══ Data shown ══

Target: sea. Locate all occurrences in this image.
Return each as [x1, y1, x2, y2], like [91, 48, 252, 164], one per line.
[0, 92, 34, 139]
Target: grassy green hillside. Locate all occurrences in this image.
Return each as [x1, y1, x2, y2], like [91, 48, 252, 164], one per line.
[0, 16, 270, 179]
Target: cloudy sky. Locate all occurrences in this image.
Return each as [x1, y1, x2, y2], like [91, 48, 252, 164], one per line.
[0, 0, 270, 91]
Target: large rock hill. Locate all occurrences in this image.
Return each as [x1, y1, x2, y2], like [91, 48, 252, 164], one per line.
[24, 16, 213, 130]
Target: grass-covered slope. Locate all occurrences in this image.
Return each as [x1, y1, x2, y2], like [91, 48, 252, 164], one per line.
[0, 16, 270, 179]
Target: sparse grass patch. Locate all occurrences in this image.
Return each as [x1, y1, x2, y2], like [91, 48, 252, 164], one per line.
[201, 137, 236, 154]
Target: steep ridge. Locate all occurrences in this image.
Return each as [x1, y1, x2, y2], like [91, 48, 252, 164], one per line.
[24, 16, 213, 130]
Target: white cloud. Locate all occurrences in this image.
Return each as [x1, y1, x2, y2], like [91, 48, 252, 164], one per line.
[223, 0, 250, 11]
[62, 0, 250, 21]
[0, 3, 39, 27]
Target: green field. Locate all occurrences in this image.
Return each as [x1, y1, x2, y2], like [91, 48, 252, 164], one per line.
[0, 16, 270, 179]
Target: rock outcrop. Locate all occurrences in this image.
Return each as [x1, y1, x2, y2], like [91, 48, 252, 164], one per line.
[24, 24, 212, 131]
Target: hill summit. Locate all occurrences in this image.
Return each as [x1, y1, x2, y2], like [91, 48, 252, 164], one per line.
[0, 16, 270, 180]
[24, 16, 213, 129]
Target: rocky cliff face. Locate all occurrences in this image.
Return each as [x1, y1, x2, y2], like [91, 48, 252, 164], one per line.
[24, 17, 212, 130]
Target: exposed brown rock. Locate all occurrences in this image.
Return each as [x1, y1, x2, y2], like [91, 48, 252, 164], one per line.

═══

▶ What to do: Reproduce word for word the part of the listing that starts with the line containing "Target: hill summit." and continues to the end of the listing.

▶ The output:
Target: hill summit. Locate all occurrences in this image.
Return each as [x1, y1, x2, y2], like [91, 48, 252, 164], one per line.
[0, 16, 270, 180]
[24, 16, 213, 129]
Target: rocky cliff face. Locate all occurrences in this image.
Return each as [x1, y1, x2, y2], like [91, 48, 252, 164], one per line.
[24, 17, 212, 130]
Target: exposed brown rock. Locate all occurrences in this image.
Return each as [x1, y1, x2, y2], like [91, 48, 252, 164], one per line.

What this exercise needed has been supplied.